**What you will do:**
Please retype all of the records below word for word, leaving out any pictures.

**** Data extracts ****

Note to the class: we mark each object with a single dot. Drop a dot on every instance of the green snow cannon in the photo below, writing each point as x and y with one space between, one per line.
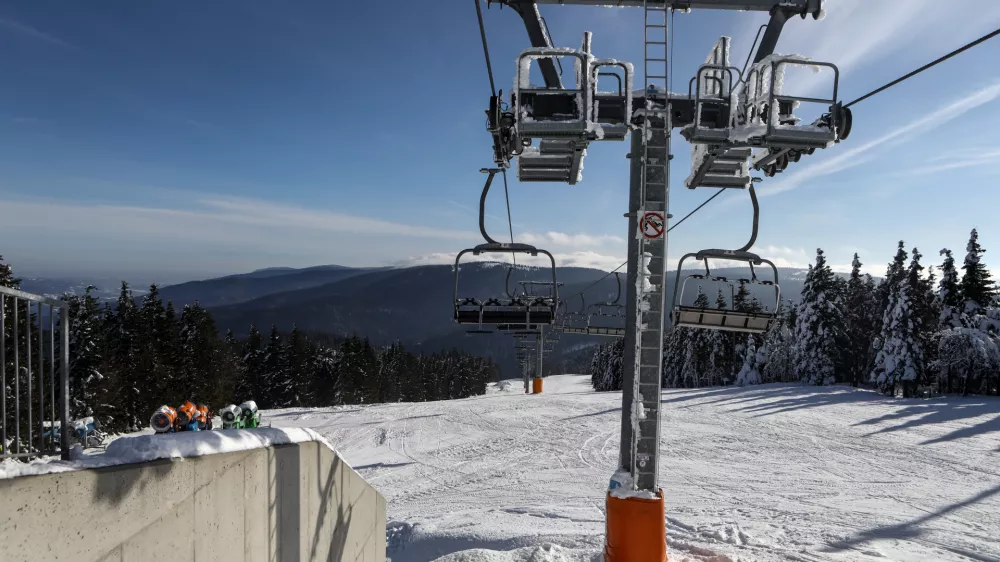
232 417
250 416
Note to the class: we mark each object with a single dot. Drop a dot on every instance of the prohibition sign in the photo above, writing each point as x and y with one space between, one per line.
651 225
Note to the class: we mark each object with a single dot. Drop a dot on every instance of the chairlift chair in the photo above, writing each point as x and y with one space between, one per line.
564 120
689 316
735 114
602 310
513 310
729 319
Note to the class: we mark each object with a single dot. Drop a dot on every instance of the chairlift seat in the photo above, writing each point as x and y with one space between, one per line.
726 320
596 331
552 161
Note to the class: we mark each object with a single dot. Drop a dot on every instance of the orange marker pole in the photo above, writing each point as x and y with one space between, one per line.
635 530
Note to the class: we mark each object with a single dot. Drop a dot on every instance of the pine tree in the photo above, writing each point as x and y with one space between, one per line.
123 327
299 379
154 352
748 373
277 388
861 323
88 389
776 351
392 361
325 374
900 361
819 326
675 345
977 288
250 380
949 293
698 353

****

**Answer space:**
Note to the class: we mark each object with a single dot. Drop a dot on every instance of the green snow cannon in the photo below, writing each point as x and y with one space between, one per line.
232 417
250 416
Note to the class: we mark each object with a single dot. Drop a dot on every instance of the prohibition sign in the photo above, writing each point as x and y with one space between, one per line.
651 225
Note to the class: we mark each object with a single dot. Drop a dot on every instance of the chairlift chair in the photo above, writing each point as x and y with one space between, one per line.
564 120
689 316
735 114
602 310
513 310
729 319
Note to the class: we mark each object with a single dot. Drop a dot on every instance of the chairlift seat in the photo above, writing each point as x and y with one space between, one per line.
726 320
596 331
552 161
Note to the class: we mark each object with a single dot. Drop a dot on every instance of the orange marker pole in the photo above, writing each point as x and y with one space between, one per line.
635 530
Note to the class: we mark each object with a single dot. Drop a dot on every instance of the pine tree in the photo above, writing each point as x and y with one space between, one per line.
123 327
299 379
154 352
748 373
277 388
861 323
88 389
776 351
392 361
325 374
900 361
819 326
675 345
977 288
250 380
949 293
698 353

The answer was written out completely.